╭─ SELECTED EXTRACT
Much can be said for the benefit of stability, or expressing it another way, markets absolutely hate uncertainty. If there was a theme in the relief rally that occurred during the first quarter of 2019, it was all about less is more. Less issues arose on matters such as trade, interest rates, political uncertainty and corporate earnings than what was anticipated by market participants at year end. This is not to suggest in any way that many of these prominent issues were put to rest, but at minimum some progress has been made. Oftentimes, that which provides the market a lift is simply the fact that things are not as bad off as the headlines would appear to suggest.
Federal Reserve Policy would be a prime example of how expectations have been turned upside down in a relatively short period of time. It was highly speculated that the Federal Reserve would continue its stair-step approach of modest 25 basis point rates increases in 2019 with at least two additional rate increases implemented throughout the year. The Fed has now embraced a much more patient approach. They are now taking the position that as long as inflation remains in check, below their 2.0% threshold, they are willing to stay the course with interest rates and maintain the Fed Funds target rate at 2.5%. Beyond short-term interest rates, they have softened their plans to allow for the ongoing roll-off of balance sheet assets ($3.8 Trillion) accumulated throughout their “Quantitative Easing” experiment dating back to 2008.
According to the National Bureau of Economic Research, the length of the current economic expansion that began in June 2009 is now 117 months old. The longest economic expansion in U.S. history dates to the ten-year period ending in March of 2001, so as DVI founder David Vaughan would say, this expansion is “long-in-the-tooth.” So, with full knowledge that we are statistically over twice the duration of the typical economic expansion, it is quite understandable why everyone is mentioning the dreaded “R-word” (including my colleague Brian Christensen). At minimum, most analysts are describing the statistical fact pattern today as “late cycle,” with characteristics such as: (1) low unemployment rates, (2) contracting Fed Policy, (3) economic growth believed to be moderating and (4) earnings per share growth rates under pressure.
Some would suggest the current Bull market in U.S. equities is also “long-in-the-tooth,” dating back to the Great Recession and March of 2009. The S&P 500 Index barely avoided ending its winning streak in Q4 of last year by suffering a sharp loss, but not declining the specified twenty percent that classically defines a Bear market.
╰─
╭─ DATA EXTRACT
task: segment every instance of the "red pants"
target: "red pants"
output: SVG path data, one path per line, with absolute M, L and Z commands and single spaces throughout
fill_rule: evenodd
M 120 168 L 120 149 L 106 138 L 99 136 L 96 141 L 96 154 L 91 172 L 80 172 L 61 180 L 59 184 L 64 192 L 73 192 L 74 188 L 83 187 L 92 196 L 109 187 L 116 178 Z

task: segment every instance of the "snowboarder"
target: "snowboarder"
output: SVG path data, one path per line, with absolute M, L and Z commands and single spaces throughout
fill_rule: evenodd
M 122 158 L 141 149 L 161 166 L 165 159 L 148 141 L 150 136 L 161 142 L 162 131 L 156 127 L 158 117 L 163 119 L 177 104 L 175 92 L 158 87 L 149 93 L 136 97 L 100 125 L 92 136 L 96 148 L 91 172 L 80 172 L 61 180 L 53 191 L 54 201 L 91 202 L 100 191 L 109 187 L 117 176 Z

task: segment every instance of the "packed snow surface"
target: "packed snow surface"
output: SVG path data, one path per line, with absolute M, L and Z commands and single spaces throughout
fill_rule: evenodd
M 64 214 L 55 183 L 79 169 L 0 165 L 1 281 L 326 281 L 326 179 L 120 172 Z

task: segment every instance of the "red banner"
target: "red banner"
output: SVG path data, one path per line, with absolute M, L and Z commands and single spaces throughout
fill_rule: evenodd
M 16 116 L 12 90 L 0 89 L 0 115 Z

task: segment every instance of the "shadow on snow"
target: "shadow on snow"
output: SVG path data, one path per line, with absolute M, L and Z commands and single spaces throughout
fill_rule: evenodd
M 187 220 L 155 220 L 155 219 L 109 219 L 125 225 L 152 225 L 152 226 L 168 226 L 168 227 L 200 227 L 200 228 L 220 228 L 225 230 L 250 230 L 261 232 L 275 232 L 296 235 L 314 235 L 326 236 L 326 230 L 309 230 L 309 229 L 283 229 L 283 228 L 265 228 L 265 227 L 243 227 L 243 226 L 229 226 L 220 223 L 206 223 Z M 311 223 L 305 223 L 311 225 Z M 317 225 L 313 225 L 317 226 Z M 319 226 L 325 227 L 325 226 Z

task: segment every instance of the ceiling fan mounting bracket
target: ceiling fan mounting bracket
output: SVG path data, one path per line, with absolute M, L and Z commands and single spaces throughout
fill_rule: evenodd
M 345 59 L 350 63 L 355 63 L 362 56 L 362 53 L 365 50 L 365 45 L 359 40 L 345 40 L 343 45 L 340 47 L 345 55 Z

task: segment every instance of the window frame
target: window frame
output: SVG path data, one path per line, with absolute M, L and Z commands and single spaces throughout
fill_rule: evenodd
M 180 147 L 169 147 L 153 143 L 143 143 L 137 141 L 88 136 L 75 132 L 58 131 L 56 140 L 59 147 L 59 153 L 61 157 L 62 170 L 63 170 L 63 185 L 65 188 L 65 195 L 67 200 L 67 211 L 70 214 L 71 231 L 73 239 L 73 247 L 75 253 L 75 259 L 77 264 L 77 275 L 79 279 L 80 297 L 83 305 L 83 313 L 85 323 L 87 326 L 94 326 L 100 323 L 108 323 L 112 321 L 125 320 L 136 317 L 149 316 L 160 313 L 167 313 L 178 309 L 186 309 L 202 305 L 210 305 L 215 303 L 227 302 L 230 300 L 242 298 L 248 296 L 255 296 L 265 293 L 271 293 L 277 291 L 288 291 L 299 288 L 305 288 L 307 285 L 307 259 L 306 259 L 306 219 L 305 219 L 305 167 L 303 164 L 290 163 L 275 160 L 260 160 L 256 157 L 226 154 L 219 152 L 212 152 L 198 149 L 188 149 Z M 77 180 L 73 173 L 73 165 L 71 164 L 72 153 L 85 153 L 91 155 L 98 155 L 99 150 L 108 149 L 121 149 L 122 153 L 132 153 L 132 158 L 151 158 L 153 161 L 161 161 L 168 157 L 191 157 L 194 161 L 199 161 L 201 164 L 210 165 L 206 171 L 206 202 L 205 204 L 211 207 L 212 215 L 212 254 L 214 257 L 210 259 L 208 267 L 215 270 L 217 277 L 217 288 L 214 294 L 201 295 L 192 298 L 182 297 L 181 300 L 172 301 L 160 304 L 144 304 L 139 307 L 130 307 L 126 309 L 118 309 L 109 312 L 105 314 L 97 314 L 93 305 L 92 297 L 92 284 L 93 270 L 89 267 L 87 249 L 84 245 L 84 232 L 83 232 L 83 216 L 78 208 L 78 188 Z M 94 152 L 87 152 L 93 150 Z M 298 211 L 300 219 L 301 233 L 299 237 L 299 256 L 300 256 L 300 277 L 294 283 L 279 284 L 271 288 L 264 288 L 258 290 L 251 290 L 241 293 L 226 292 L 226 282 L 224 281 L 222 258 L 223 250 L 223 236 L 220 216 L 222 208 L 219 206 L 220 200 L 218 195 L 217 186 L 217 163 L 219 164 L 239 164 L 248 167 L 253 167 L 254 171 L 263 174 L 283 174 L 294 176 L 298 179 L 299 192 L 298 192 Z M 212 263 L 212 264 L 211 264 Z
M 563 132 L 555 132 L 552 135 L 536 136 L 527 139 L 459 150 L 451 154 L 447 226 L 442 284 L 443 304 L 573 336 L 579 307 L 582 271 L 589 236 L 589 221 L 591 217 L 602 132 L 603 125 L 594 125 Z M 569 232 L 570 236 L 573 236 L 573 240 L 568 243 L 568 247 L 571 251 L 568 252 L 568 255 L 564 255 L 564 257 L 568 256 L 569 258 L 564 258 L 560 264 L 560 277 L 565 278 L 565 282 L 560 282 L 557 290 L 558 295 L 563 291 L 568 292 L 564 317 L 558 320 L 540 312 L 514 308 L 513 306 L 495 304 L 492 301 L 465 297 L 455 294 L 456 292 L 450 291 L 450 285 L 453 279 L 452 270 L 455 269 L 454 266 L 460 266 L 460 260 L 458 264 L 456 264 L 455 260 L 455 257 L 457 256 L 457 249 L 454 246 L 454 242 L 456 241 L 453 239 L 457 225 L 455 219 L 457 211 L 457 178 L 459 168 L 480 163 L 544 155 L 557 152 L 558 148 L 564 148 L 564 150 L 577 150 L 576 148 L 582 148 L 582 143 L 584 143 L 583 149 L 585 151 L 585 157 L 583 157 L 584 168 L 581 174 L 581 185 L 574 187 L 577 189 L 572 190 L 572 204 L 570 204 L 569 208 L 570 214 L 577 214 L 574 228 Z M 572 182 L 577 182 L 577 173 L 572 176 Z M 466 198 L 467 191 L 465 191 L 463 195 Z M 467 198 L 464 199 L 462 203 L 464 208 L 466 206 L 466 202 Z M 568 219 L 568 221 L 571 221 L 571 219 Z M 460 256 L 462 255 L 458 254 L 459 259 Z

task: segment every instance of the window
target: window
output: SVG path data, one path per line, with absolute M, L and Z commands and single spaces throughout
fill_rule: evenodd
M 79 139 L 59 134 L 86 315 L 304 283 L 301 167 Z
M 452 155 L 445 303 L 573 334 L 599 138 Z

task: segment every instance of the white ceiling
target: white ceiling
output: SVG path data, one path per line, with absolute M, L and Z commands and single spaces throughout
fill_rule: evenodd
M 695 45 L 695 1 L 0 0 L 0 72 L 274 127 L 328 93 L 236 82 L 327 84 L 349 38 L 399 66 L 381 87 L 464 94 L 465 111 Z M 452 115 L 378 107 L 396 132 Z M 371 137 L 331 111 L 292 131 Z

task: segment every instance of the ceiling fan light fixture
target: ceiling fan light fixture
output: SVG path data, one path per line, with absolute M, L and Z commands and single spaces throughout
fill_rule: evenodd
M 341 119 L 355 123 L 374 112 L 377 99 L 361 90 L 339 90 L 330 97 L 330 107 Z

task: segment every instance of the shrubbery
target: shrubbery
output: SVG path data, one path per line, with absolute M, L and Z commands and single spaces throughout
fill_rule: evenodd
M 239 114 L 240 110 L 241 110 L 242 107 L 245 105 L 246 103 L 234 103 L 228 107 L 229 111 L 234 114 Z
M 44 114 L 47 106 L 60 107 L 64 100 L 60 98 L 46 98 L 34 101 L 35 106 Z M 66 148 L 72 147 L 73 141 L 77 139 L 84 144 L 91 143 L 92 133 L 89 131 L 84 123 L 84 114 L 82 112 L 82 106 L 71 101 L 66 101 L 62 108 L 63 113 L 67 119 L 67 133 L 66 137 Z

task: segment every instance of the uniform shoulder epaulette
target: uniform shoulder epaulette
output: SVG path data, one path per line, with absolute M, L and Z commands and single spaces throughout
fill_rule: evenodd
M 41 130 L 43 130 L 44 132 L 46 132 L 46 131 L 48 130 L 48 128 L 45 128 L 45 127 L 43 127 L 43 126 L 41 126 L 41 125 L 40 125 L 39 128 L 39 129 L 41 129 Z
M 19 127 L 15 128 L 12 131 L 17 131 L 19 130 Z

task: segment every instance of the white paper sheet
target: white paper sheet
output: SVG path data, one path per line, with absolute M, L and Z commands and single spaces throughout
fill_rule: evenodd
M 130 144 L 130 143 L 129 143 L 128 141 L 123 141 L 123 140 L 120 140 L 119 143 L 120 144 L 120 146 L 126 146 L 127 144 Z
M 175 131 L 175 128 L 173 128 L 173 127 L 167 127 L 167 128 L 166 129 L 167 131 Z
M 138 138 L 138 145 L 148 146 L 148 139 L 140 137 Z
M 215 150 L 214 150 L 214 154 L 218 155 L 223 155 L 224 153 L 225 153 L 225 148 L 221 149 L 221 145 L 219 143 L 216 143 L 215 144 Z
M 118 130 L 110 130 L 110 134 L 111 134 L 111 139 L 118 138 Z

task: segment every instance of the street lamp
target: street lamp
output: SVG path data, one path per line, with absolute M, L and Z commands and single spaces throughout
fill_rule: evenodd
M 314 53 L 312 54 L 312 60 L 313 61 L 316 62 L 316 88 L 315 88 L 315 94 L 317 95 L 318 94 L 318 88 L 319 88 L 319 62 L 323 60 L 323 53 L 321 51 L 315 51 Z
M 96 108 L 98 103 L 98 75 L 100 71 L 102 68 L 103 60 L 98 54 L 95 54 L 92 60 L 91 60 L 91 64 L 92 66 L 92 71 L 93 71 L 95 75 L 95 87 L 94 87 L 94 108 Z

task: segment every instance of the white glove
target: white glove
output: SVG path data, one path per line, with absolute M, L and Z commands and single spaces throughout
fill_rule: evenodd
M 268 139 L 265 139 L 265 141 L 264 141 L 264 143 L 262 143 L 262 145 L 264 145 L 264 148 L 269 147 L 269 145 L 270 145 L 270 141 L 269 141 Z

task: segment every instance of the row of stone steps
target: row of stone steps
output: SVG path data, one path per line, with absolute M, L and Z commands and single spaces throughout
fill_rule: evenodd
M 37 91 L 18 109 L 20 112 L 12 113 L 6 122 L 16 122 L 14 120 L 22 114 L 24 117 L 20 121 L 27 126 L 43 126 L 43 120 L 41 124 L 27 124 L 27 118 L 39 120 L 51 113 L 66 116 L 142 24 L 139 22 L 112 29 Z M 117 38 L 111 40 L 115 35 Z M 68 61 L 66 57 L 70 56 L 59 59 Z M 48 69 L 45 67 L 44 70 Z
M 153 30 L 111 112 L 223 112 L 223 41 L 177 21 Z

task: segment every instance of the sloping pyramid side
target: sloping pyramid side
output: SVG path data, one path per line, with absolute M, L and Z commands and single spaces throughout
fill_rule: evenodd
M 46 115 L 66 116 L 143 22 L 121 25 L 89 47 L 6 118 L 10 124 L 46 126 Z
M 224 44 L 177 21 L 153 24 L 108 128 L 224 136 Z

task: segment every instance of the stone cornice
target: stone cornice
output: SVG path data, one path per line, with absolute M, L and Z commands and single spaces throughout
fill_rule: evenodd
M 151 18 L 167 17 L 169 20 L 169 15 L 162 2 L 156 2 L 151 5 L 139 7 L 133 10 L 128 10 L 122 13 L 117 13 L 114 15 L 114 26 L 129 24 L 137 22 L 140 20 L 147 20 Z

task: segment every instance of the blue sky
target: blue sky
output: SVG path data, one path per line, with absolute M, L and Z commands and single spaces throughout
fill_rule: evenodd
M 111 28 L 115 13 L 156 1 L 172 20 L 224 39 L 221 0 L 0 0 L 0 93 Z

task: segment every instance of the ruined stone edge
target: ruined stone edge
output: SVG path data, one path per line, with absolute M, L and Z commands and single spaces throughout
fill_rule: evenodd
╰─
EXERCISE OBJECTIVE: In the market commentary, at what level does the Federal Reserve intend to keep the Fed Funds target rate while inflation stays below its threshold?

SOLVED PROBLEM: 2.5%